BEGIN

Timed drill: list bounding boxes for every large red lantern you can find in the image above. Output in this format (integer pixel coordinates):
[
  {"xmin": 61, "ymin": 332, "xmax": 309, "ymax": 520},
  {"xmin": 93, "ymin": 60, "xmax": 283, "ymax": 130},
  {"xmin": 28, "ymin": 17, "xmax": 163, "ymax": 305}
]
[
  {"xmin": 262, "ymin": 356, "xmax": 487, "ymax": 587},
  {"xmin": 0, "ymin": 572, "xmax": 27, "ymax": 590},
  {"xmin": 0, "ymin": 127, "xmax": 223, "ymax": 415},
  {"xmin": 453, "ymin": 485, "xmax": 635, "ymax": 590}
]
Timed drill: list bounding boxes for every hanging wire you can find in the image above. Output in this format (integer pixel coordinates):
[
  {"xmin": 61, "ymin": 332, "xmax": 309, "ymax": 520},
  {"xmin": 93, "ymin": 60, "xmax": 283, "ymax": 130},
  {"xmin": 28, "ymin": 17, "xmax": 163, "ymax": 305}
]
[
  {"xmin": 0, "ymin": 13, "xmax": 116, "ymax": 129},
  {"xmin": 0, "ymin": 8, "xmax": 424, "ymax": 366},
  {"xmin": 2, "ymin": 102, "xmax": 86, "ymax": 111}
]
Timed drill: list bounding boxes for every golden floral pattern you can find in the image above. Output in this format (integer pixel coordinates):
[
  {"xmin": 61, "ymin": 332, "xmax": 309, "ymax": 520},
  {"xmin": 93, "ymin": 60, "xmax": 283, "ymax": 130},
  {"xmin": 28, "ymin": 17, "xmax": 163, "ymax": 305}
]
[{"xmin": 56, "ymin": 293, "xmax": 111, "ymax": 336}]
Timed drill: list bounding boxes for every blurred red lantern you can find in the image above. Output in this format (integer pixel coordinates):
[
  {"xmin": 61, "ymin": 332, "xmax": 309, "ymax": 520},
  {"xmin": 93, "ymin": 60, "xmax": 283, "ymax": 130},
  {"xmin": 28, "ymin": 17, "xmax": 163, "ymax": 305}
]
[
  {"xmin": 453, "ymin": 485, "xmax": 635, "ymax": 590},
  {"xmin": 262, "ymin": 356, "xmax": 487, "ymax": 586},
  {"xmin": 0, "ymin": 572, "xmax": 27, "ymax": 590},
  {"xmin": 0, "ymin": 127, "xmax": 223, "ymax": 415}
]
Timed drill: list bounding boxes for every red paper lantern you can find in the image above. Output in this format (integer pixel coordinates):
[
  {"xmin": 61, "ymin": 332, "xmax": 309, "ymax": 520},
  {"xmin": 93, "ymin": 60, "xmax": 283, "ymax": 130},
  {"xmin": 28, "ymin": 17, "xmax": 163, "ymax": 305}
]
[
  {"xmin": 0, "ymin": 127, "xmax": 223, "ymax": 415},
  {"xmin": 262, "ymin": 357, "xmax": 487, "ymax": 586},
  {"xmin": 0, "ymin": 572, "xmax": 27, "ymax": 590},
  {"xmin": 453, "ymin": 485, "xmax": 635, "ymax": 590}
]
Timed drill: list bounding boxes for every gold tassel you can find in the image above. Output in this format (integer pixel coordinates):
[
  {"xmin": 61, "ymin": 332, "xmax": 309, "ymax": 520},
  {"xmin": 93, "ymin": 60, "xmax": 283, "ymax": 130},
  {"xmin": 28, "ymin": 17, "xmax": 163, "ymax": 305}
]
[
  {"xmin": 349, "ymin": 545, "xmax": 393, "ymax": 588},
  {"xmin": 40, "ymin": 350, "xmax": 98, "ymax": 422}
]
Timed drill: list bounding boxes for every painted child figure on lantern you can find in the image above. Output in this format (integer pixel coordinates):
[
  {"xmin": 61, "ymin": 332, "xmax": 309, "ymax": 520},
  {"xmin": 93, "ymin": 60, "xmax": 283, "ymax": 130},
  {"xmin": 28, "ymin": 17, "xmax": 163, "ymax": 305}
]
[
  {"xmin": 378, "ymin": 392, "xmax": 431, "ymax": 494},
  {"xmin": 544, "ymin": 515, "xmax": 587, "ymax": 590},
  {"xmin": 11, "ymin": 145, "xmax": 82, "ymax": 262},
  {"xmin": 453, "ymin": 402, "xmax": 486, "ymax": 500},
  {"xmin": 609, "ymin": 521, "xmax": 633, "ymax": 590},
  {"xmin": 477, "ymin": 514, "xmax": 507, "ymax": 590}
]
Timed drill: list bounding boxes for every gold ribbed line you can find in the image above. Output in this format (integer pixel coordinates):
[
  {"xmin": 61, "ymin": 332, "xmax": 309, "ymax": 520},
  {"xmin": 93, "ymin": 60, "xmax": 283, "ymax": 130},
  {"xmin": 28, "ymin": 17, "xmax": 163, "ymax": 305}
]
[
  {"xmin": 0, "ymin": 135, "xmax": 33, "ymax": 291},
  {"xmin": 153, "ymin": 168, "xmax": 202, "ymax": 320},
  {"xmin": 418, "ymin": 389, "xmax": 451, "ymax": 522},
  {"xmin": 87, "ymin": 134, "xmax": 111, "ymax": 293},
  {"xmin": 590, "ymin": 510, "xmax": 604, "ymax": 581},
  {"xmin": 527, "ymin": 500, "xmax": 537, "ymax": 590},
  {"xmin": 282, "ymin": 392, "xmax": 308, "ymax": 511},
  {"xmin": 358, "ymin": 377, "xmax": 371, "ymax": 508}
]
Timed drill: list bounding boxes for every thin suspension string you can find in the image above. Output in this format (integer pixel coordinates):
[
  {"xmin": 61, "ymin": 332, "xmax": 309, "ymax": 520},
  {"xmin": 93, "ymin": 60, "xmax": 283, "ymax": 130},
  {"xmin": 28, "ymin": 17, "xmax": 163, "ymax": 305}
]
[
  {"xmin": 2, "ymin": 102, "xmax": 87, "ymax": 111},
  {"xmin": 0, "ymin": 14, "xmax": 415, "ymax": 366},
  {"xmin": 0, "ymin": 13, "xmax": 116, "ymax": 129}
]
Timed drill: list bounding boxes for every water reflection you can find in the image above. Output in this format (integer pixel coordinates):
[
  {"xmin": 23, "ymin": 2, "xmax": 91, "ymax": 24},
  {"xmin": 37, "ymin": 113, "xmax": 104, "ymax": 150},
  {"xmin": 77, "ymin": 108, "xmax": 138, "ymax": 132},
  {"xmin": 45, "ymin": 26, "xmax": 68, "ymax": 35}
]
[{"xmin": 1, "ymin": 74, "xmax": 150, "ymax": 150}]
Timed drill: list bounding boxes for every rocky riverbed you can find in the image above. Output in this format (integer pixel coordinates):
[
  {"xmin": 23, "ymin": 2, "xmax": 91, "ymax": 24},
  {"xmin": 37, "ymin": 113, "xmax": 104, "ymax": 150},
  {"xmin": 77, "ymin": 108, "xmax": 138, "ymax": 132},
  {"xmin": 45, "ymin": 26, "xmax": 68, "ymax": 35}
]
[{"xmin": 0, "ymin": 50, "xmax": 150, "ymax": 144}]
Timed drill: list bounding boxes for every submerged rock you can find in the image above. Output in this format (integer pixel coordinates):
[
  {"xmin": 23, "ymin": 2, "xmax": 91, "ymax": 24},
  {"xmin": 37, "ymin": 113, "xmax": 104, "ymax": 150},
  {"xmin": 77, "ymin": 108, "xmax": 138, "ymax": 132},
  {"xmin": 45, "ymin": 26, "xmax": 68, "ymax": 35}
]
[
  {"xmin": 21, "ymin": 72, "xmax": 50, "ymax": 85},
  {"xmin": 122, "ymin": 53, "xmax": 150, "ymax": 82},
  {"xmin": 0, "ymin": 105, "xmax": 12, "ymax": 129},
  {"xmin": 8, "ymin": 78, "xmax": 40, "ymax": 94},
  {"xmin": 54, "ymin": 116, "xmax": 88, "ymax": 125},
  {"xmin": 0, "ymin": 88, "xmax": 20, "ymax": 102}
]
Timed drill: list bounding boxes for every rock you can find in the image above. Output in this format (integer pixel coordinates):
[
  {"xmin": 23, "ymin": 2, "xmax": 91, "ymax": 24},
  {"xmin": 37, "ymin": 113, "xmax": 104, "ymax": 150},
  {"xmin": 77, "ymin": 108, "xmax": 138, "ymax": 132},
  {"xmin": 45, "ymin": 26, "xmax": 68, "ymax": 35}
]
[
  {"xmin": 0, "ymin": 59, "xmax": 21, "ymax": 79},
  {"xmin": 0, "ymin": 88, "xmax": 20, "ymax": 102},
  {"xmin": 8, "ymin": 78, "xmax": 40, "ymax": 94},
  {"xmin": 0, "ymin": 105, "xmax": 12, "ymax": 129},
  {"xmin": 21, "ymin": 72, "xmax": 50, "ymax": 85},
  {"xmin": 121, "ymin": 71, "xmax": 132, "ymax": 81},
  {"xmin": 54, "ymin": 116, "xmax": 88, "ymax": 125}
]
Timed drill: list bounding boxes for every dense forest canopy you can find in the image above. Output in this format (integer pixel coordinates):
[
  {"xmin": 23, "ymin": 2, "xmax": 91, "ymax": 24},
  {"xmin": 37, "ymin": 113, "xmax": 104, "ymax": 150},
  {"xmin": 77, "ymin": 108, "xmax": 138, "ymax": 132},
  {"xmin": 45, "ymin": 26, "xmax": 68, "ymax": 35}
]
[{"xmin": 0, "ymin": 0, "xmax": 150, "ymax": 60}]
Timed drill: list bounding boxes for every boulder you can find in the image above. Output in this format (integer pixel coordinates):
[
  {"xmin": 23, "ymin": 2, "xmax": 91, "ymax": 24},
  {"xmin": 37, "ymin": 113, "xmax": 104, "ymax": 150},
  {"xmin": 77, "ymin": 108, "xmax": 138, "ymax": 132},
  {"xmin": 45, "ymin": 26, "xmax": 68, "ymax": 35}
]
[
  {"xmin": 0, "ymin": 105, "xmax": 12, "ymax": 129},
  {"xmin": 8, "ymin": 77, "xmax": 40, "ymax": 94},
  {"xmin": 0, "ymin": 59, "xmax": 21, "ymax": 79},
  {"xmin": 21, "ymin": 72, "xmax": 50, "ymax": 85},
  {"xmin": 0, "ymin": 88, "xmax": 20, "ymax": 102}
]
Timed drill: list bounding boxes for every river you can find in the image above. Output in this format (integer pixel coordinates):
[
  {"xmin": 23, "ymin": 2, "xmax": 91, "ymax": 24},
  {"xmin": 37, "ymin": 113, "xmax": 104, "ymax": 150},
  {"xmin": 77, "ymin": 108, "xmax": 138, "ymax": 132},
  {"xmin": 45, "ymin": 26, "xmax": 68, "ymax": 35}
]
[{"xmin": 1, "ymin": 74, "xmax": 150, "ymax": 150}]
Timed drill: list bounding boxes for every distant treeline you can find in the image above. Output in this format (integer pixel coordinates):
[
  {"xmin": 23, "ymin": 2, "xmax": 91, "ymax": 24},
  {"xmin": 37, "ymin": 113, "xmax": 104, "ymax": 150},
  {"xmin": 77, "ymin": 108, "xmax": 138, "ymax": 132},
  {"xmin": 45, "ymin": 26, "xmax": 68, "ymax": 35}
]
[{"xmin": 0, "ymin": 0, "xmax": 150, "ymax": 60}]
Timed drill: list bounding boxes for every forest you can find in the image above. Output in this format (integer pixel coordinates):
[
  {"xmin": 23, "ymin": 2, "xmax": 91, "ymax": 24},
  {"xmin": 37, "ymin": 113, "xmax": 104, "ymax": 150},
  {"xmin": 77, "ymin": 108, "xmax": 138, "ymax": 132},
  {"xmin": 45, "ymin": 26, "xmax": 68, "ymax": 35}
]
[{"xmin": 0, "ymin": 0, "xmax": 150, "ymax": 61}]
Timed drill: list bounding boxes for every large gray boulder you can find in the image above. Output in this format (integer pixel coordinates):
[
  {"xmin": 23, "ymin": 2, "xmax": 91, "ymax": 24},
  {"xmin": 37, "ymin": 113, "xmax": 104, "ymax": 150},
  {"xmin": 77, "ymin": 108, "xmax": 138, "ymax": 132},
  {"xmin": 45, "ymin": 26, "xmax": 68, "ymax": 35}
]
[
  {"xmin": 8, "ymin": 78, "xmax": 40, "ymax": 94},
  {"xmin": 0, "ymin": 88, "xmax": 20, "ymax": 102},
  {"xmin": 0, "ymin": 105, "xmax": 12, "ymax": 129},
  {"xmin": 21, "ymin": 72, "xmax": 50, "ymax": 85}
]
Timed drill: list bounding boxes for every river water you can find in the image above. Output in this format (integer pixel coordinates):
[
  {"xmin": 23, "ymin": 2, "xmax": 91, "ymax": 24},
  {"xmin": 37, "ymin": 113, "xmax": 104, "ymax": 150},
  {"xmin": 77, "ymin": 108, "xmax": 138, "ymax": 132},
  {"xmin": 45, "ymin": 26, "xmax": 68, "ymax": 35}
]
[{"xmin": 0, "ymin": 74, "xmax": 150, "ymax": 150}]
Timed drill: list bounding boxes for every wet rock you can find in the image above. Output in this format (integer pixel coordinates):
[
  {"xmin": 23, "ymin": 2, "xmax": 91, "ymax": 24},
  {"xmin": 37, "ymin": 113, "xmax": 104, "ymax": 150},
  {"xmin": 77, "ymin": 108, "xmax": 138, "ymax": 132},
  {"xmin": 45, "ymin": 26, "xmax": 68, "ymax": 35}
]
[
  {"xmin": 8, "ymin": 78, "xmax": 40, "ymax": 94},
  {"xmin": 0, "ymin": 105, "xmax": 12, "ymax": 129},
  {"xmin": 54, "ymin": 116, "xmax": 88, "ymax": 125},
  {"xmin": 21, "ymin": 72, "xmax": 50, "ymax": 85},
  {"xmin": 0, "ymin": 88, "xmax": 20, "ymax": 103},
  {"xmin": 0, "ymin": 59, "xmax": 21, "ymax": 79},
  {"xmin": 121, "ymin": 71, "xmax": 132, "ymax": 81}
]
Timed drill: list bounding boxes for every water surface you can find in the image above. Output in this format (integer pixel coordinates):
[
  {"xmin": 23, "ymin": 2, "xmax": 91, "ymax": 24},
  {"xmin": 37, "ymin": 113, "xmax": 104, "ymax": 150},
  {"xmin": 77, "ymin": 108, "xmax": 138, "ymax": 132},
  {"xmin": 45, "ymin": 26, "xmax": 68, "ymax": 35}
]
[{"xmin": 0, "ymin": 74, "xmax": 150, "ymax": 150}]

END

**EXERCISE TASK**. Update the records starting at the line containing "Timed drill: list bounding boxes for every water surface" and ending at the end of the records: rewrite those lines with "Timed drill" replaced by "Speed round" and nothing else changed.

**RESPONSE TO THE TASK**.
Speed round: list bounding boxes for every water surface you can find in the image above. Output in this format (integer pixel coordinates):
[
  {"xmin": 23, "ymin": 2, "xmax": 91, "ymax": 24},
  {"xmin": 37, "ymin": 113, "xmax": 104, "ymax": 150},
  {"xmin": 77, "ymin": 108, "xmax": 138, "ymax": 132},
  {"xmin": 45, "ymin": 26, "xmax": 68, "ymax": 35}
]
[{"xmin": 0, "ymin": 74, "xmax": 150, "ymax": 150}]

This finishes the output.